Required work:
Return every line of the listing below without any change.

%%

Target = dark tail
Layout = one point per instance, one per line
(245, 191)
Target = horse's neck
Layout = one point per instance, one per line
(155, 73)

%%

Task answer:
Target = dark tail
Layout = one point per instance, one per line
(245, 191)
Target = horse's neck
Layout = one point per instance, one per line
(155, 73)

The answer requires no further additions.